* YOUR OBJECTIVE
There is a line below that contains "the front tire.". Please reproduce it and all following lines exactly, through the final one.

* GIVEN RECORDS
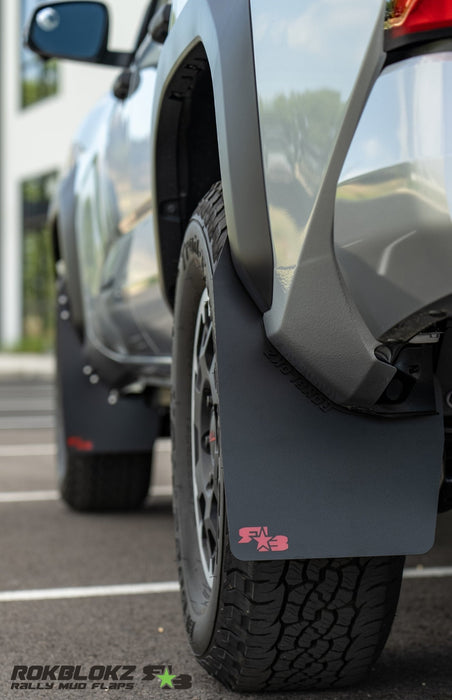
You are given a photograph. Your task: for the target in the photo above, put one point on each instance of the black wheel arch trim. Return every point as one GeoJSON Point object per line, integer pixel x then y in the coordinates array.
{"type": "Point", "coordinates": [222, 32]}
{"type": "Point", "coordinates": [62, 219]}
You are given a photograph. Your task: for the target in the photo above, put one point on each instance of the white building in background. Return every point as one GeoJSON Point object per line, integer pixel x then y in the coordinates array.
{"type": "Point", "coordinates": [41, 106]}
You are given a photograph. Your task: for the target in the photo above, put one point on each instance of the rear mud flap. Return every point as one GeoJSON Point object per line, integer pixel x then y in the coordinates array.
{"type": "Point", "coordinates": [303, 479]}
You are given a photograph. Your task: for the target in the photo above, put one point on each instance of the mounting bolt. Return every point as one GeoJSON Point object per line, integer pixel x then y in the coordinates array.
{"type": "Point", "coordinates": [113, 397]}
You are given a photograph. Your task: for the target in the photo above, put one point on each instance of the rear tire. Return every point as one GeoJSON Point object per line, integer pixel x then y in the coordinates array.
{"type": "Point", "coordinates": [266, 625]}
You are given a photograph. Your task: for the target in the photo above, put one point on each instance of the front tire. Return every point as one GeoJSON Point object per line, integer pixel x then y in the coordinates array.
{"type": "Point", "coordinates": [91, 481]}
{"type": "Point", "coordinates": [266, 625]}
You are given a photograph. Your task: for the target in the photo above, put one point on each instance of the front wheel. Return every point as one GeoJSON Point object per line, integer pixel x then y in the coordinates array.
{"type": "Point", "coordinates": [266, 625]}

* TASK RESPONSE
You are given a photograph. Your task: for the target in the photo above, put one point on each instance of the front tire. Return every point as one GeoJSON Point object per line, integer pixel x then y in the coordinates array.
{"type": "Point", "coordinates": [91, 481]}
{"type": "Point", "coordinates": [266, 625]}
You are given a photograph. Your task: for the target in the photo above, put one point on each instance of the front wheel. Return every point as one GeoJSON Point object per line, integer pixel x then y in the coordinates array.
{"type": "Point", "coordinates": [266, 625]}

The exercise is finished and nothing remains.